[START EXERCISE INPUT]

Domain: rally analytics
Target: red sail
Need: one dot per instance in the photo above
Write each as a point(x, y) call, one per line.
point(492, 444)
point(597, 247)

[END EXERCISE INPUT]

__EXERCISE__
Return these records line for line, changing nothing.

__OUTPUT OF THE EXERCISE__
Domain: rally analytics
Target: red sail
Need: one dot per instance in the photo above
Write each as a point(x, y) call, one per line.
point(492, 444)
point(597, 247)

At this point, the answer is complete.